# Aim
Return every one of the following records line for line without any changes, and leave the pictures out.

[Records of point placement]
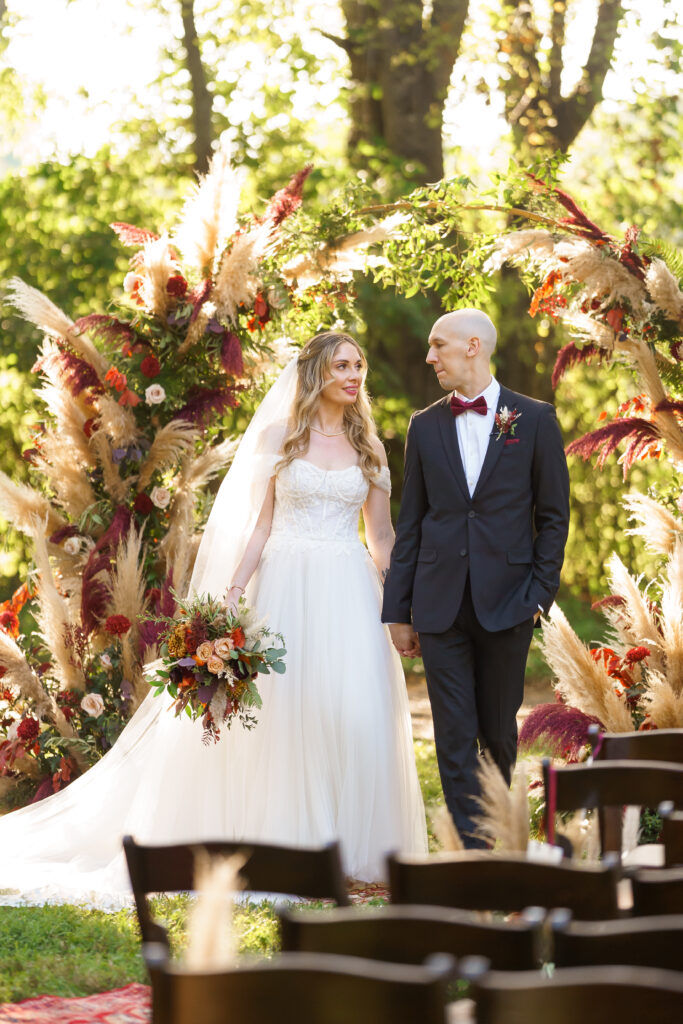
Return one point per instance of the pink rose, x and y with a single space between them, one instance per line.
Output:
223 646
92 704
205 650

# Solution to this problem
Return one point per instance of the pink rose, x and y with a single space between them, one instance per line.
Output:
223 646
92 704
205 650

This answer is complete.